### [INPUT RECORDS]
* * *
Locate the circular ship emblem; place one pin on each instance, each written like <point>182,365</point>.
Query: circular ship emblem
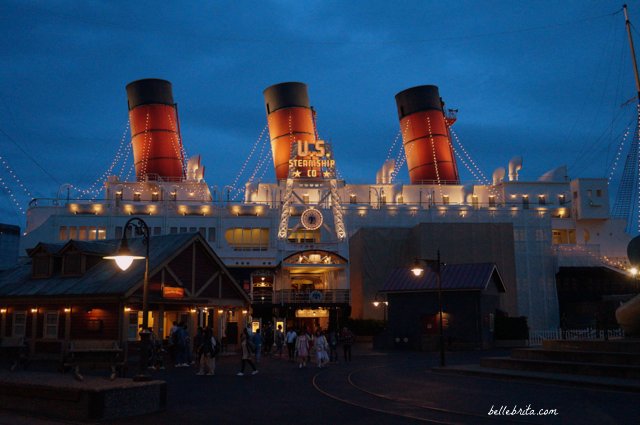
<point>311,219</point>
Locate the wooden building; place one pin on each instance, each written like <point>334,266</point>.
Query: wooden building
<point>68,292</point>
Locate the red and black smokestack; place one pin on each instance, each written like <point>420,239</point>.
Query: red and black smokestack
<point>425,136</point>
<point>155,131</point>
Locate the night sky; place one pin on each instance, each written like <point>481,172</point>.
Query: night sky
<point>551,81</point>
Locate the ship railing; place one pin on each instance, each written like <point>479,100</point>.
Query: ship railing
<point>325,296</point>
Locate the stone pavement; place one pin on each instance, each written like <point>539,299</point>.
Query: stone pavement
<point>375,388</point>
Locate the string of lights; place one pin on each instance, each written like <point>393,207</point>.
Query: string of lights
<point>15,177</point>
<point>247,159</point>
<point>12,196</point>
<point>95,187</point>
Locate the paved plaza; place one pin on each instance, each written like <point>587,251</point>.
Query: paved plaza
<point>375,388</point>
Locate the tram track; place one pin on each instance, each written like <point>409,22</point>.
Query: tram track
<point>341,386</point>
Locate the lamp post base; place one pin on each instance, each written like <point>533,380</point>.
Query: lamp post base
<point>143,374</point>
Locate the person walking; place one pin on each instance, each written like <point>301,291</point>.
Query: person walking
<point>347,338</point>
<point>321,346</point>
<point>279,338</point>
<point>302,348</point>
<point>291,343</point>
<point>246,353</point>
<point>257,343</point>
<point>209,348</point>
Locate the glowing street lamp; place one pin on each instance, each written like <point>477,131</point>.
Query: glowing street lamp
<point>436,266</point>
<point>124,258</point>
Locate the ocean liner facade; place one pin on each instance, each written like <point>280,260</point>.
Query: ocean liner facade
<point>310,246</point>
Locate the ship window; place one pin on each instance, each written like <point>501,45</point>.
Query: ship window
<point>50,324</point>
<point>19,323</point>
<point>248,239</point>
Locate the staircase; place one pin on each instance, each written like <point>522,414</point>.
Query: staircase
<point>619,359</point>
<point>613,364</point>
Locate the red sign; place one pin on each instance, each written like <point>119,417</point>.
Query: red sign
<point>172,292</point>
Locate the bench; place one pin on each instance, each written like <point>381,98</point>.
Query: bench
<point>94,353</point>
<point>16,350</point>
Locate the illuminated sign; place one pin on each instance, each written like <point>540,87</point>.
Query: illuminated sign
<point>172,292</point>
<point>312,162</point>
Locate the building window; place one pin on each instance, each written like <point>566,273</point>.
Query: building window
<point>248,239</point>
<point>132,326</point>
<point>50,324</point>
<point>19,323</point>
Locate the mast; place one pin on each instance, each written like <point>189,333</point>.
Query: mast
<point>633,52</point>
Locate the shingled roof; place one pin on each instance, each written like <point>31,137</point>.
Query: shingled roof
<point>455,277</point>
<point>105,278</point>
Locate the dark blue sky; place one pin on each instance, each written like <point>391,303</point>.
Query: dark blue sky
<point>541,79</point>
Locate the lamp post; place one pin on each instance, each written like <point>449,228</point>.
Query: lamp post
<point>124,258</point>
<point>379,300</point>
<point>418,271</point>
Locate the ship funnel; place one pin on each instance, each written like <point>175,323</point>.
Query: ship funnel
<point>155,131</point>
<point>291,126</point>
<point>425,136</point>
* * *
### [WORK ORDER]
From the first line to the last, repeat the records above exactly, leaving out the pictures.

### [TASK RESPONSE]
Locate the circular ship emblem; place one pin on each instance, each written like <point>182,365</point>.
Query: circular ship emblem
<point>311,219</point>
Locate the wooden building; place one pin on each instance, each written like <point>334,266</point>.
Query: wooden building
<point>68,292</point>
Locate the red and black smokestack; place one pin on each instance, each written like <point>420,239</point>.
Query: red and black smokestack
<point>425,136</point>
<point>155,131</point>
Locate the night sky; place one pin on each instance, each written like <point>481,172</point>.
Query: night sky
<point>551,81</point>
Locate the ship railing; place one pin on each instance, each written like <point>479,100</point>.
Query: ship railing
<point>325,296</point>
Locate the stone pavement; place one pin on each instance, each written like <point>539,299</point>.
Query: stone pavement
<point>375,388</point>
Locate the string of lights; place one pin on each instance, each written like <point>393,207</point>.
Query: string of lights
<point>15,177</point>
<point>247,159</point>
<point>12,196</point>
<point>95,187</point>
Locate the paved plaza; place one pin on each instance, each written like <point>587,251</point>.
Query: paved plaza
<point>375,388</point>
Locate the tram track; place one pin on each instance, each written like <point>409,22</point>.
Query: tram track
<point>341,386</point>
Locate the lamp post base; place one pin on each instance, each written like <point>533,380</point>.
Query: lamp post base
<point>143,374</point>
Locate the person walking; place one pin on each instance, each written like <point>301,291</point>.
Query: person walking
<point>347,338</point>
<point>321,346</point>
<point>279,338</point>
<point>302,348</point>
<point>291,343</point>
<point>246,353</point>
<point>257,343</point>
<point>209,348</point>
Locate the glowing street lamp; place one pin on each instance, each written like <point>477,131</point>.
Query: glowing street lamp
<point>436,266</point>
<point>124,258</point>
Locate the ocean liner facade; place one pin on each instance, each written like <point>280,260</point>.
Query: ocean liner facade
<point>310,246</point>
Locate the ship window; place one pin on each instance, each written like <point>501,45</point>.
Query: ship window
<point>50,324</point>
<point>19,323</point>
<point>248,239</point>
Locate the staircase; place one pin on each instance, each written like <point>522,414</point>.
Query: staircase
<point>619,359</point>
<point>613,364</point>
Locate the red sign; place one pin on each instance, each written like <point>119,417</point>.
Query: red sign
<point>172,292</point>
Locate the bench; place one pin on each instance, each written like <point>381,98</point>.
Query: bench
<point>94,353</point>
<point>16,350</point>
Locate the illuminated sign; place one pin on each instance, each written like <point>540,87</point>.
Query: illuminated sign
<point>172,292</point>
<point>312,162</point>
Locate the building window; place one pin on each instance, each written like <point>566,273</point>.
Query: building window
<point>248,239</point>
<point>132,326</point>
<point>50,324</point>
<point>19,323</point>
Locate the mast; place one pin on each instance, each written like <point>189,333</point>.
Query: mast
<point>633,52</point>
Locate the shingled roof; place one pin on each instance, each written like <point>31,137</point>.
Query: shingled roof
<point>455,277</point>
<point>105,278</point>
Locate the dark blue sky; place one pin on each instance, each written like <point>391,303</point>.
Query: dark blue sky
<point>541,79</point>
Locate the lamp post; place one pin on each instance, each written like <point>449,228</point>.
Query: lamp post
<point>124,258</point>
<point>379,300</point>
<point>418,271</point>
Locate the ship funnel; place one pin on each instance, each written like <point>175,323</point>.
Query: ship funnel
<point>155,131</point>
<point>291,126</point>
<point>425,136</point>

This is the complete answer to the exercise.